Tag Archives: Extreme

Gingerfeet’s Kolkata Debut at Someplace Else, The Park


The last couple of years have seen the rise and fall of many bands/artistes in the Kolkata rock/music circuit. This demise and/or hibernation of these top bands in Kolkata have led to a void which many new acts are trying to fill up. The jury is still out on who the current top dog is – but one band which is laying good its claim to this throne is Gingerfeet.

Gingerfeet is a group of five young blokes, two of whom are also members of the very popular band, The Cynical Recess (currently in self-exile), – drummer Abhinandan Mukherjee and vocalist supreme Abhishek Gurung. The remaining 3 members who make up this funk rock quintet are Vedanta Razz (lead guitar), Dibya Raj Mukhia (rhythm) and Lokes Mangar (bass). They are a band which not many people know about, and although they were last year’s winner of the prestigious Hornbill National Rock Contest, the guys from Gingerfeet preferred to remain underground all these days until, that is, the 17th of June , when Someplace Else decided to play host to their debut gig in the City Of Joy.

=== DIRECTIVE A ===
Rewrite the stretch from "The last couple" through "this throne is Gingerfeet." in the post on Gingerfeet's Kolkata debut, swapping "throne" for "crown".

[Stored items]
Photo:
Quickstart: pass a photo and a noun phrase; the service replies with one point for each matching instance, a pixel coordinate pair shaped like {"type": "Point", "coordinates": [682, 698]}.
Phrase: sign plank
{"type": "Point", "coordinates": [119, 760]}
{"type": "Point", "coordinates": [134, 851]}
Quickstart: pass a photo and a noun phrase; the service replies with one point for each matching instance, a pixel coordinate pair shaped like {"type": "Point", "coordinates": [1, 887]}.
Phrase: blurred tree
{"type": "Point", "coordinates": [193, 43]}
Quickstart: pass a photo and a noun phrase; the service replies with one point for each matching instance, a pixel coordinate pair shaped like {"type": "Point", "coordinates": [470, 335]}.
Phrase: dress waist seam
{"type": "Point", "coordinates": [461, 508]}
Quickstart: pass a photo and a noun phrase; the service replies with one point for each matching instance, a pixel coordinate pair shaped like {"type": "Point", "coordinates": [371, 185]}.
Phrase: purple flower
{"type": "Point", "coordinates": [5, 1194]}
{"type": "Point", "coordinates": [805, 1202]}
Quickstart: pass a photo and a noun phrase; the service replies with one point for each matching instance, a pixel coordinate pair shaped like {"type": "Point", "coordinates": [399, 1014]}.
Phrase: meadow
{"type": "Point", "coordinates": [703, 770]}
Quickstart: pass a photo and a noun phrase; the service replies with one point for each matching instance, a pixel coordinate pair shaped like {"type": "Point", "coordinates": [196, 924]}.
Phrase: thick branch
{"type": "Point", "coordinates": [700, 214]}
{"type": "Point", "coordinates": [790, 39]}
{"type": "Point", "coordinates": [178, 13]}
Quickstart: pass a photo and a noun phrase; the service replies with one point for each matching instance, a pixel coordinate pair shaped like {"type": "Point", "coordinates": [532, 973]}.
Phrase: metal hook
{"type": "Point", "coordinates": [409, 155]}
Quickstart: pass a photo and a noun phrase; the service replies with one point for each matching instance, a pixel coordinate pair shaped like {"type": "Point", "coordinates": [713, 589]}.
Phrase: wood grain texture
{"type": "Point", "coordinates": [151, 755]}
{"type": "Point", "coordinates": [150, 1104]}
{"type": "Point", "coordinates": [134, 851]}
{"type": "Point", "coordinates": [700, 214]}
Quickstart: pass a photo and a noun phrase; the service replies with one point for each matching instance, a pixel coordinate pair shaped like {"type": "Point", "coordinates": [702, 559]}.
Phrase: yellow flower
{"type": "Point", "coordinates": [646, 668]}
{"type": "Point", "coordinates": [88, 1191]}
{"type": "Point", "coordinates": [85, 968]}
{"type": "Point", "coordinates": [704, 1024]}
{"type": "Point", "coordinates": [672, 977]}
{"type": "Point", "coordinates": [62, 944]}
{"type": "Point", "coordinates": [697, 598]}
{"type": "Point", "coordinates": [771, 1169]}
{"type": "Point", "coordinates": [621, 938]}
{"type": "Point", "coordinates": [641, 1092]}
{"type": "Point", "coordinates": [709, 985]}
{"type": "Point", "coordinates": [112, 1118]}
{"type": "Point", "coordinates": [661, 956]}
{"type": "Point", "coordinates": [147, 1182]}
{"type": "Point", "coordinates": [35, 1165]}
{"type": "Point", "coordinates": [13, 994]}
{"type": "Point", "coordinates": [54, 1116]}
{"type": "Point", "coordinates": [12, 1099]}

=== DIRECTIVE B ===
How many lines of the listing contain the string "flower"? Reply with the number alone.

=== TASK OUTPUT A ===
The last couple of years have seen the rise and fall of many bands/artistes in the Kolkata rock/music circuit. This demise and/or hibernation of these top bands in Kolkata have led to a void which many new acts are trying to fill up. The jury is still out on who the current top dog is – but one band which is laying good its claim to this crown is Gingerfeet.

=== TASK OUTPUT B ===
2